#### Texto de lectura
El partido y el gobierno hacen uso de todos los medios a su alcance para educar a los ciudadanos en el nuevo espíritu del comunismo. Los medios de comunicación, los teatros, el arte y la literatura, las escuelas, los sindicatos y las asociaciones creadas en todo el país con ese propósito recalcan el mismo tema. Ni siquiera los espectáculos y el arte quedan libres de esta insistencia -a menudo molesta- en las virtudes del nuevo hombre comunista, en la dignidad del trabajo a favor de una causa, la necesidad de ser honesto y respetar la ley, la fraternidad y la obligación de hacer y aceptar las correcciones con fraternal camaradería. Se ensalzan las nociones más elevadas del amor y la caridad; el egoísmo, la pereza y la codicia son los principales enemigos. El objetivo consiste en preservar el bien común, hacer por humanidad lo que la humanidad nunca ha logrado hacer.
No cabe duda de que esta propaganda constante ejerce sus efectos. Uno de sus logros palpables consiste en un espíritu de camaradería inexistente en cualquier otro lugar. Otro es el genuino orgullo que provoca en la gente su propio éxito, tanto si se trata de cumplir un plan quinquenal como de la construcción de una presa o una fábrica nuevas, una buena cosecha o el mero hecho de atenerse a las normas diarias que rigen en el puesto de trabajo. El sentimiento de haber enriquecido el suelo patrio de uno u otro modo hace sentirse a la gente partícipe de las cosas y orgullosa del sistema. Son incapaces de entender el capitalismo y así lo manifiestan abiertamente. Han visto exaltados una y otra vez su sistema y sus logros a lo largo de toda una generación y han acabado creyendo en ellos: simplemente, los dan por hecho y piensan que así deben ser las cosas. Y no tiene nada de sorprendente. En Occidente se produce el mismo efecto psicológico a través de la publicidad de todo tipo de productos: coches, casas, jabones y desodorantes, modas e incluso pornografía. El estilo de vida americano se pinta a todo color y la gente acaba creyendo que debe poseer todas esas cosas: hasta el punto de endeudarse o solicitar un crédito con tal de contar con lo último y estar al día de las modas o novedades más recientes.
########
#### Registros proporcionados
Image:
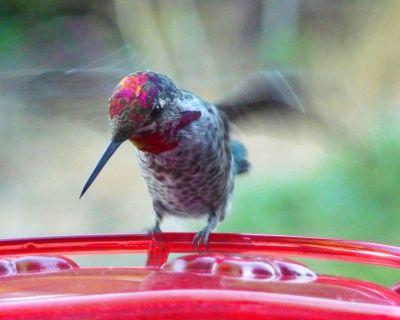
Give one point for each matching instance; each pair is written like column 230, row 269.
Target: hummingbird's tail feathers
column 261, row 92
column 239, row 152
########
#### Registros proporcionados
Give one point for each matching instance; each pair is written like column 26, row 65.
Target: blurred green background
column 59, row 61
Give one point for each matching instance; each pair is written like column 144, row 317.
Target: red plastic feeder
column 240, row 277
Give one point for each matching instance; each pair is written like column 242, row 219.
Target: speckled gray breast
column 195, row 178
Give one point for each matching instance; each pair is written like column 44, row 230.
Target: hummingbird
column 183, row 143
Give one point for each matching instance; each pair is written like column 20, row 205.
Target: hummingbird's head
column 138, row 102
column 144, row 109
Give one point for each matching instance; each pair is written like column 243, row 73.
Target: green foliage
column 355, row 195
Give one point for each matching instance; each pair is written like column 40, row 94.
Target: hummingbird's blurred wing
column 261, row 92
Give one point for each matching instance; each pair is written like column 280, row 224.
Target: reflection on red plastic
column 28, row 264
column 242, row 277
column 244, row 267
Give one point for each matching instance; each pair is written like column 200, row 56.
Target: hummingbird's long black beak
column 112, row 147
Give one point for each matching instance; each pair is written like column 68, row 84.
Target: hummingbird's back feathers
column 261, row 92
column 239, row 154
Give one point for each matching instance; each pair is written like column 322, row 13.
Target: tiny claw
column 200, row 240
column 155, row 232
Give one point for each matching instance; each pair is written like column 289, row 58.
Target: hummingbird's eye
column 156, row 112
########
#### Registros proporcionados
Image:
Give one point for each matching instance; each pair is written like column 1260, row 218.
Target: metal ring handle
########
» **Explora el material**
1 – Responde según el texto de lectura:
(a) ¿Cuáles son los principales enemigos?
(b) ¿Cuál es el primer logro palpable que se atribuye a la propaganda constante?
(c) ¿A través de qué se produce en Occidente el mismo efecto psicológico?
2 – Reproduce sin cambios el fragmento del texto de lectura que empieza en las palabras "El partido y" y termina después de "ha logrado hacer.".

» **Respuestas por número**
1 –
(a) El egoísmo, la pereza y la codicia.
(b) Un espíritu de camaradería inexistente en cualquier otro lugar.
(c) A través de la publicidad de todo tipo de productos.

2 –
El partido y el gobierno hacen uso de todos los medios a su alcance para educar a los ciudadanos en el nuevo espíritu del comunismo. Los medios de comunicación, los teatros, el arte y la literatura, las escuelas, los sindicatos y las asociaciones creadas en todo el país con ese propósito recalcan el mismo tema. Ni siquiera los espectáculos y el arte quedan libres de esta insistencia -a menudo molesta- en las virtudes del nuevo hombre comunista, en la dignidad del trabajo a favor de una causa, la necesidad de ser honesto y respetar la ley, la fraternidad y la obligación de hacer y aceptar las correcciones con fraternal camaradería. Se ensalzan las nociones más elevadas del amor y la caridad; el egoísmo, la pereza y la codicia son los principales enemigos. El objetivo consiste en preservar el bien común, hacer por humanidad lo que la humanidad nunca ha logrado hacer.